begin DATASET ENTRIES

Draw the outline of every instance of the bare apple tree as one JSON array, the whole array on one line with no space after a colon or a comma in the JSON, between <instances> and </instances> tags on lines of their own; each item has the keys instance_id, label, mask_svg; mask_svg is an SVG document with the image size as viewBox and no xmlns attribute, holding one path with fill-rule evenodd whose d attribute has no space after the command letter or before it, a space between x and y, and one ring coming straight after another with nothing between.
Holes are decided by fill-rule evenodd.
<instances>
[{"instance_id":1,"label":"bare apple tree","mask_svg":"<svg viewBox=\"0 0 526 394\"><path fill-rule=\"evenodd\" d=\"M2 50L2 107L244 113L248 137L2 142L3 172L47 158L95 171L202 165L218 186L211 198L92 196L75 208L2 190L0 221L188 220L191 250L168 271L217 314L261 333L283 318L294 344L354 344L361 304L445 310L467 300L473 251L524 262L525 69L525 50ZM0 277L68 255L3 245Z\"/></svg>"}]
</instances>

end DATASET ENTRIES

AIM OF THE TASK:
Copy all of the data above line for line, changing nothing.

TASK RESPONSE:
Draw the outline of every instance of the bare apple tree as one JSON array, the whole array on one line with no space after a colon or a comma in the JSON, between <instances> and </instances> tags on lines of their own; each item has the keys instance_id, label, mask_svg; mask_svg is an SVG document with the image size as viewBox and no xmlns attribute, holding one path with fill-rule evenodd whose d attribute has no space after the command letter or before it, a space between x and y, and one ring coming straight after another with nothing between.
Holes are decided by fill-rule evenodd.
<instances>
[{"instance_id":1,"label":"bare apple tree","mask_svg":"<svg viewBox=\"0 0 526 394\"><path fill-rule=\"evenodd\" d=\"M2 50L2 107L244 113L248 137L2 142L3 172L47 158L95 171L202 165L218 186L211 198L92 196L75 208L2 190L0 221L188 220L191 250L168 271L217 314L261 333L283 318L294 344L354 344L361 304L445 310L467 300L473 251L524 262L525 69L525 50ZM0 277L68 255L3 245Z\"/></svg>"}]
</instances>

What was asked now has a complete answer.